*TO BE DONE*:
Write out the lines below word for word, starting with the very first line and stopping after the line that contains "column 301, row 239", with both of those lines included. Leave the pictures out of your copy.
-*-
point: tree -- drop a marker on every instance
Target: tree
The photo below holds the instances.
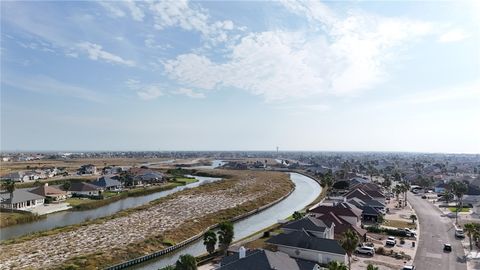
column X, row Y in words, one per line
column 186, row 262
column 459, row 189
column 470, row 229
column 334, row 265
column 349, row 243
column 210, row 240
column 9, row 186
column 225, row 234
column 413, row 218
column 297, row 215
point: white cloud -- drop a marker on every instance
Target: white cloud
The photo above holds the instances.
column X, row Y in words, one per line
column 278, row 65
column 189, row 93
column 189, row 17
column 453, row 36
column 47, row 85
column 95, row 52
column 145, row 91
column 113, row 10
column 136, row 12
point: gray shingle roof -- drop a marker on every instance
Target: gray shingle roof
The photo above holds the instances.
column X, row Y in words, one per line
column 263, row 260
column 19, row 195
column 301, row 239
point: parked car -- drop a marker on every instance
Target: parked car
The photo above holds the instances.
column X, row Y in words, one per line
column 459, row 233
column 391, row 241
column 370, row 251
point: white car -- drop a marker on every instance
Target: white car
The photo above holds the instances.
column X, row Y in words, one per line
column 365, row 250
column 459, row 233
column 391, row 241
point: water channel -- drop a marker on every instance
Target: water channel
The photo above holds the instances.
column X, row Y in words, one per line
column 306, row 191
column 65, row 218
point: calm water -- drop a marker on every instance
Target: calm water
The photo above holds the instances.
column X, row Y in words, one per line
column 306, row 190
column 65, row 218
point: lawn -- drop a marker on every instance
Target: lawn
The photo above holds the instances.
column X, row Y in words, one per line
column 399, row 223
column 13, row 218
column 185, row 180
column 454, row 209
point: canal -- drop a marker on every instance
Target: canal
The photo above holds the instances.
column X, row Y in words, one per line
-*-
*THE RESPONSE*:
point: tree -- drop a marker on every instance
Target: tree
The photo below holds the instances.
column X, row Y in words, one per line
column 186, row 262
column 459, row 189
column 470, row 229
column 334, row 265
column 349, row 243
column 210, row 240
column 9, row 186
column 225, row 234
column 413, row 218
column 297, row 215
point: white cloud -- drop a marker on every instance
Target: white cloud
The photo above holds the instances.
column X, row Y in words, one per line
column 278, row 65
column 189, row 93
column 189, row 17
column 453, row 36
column 47, row 85
column 95, row 52
column 145, row 91
column 113, row 10
column 136, row 12
point: gray shingle roof -- drop a marker on every instance
Target: gray shingle roof
The photo above holds the instances.
column X, row Y in words, one per line
column 263, row 260
column 19, row 195
column 301, row 239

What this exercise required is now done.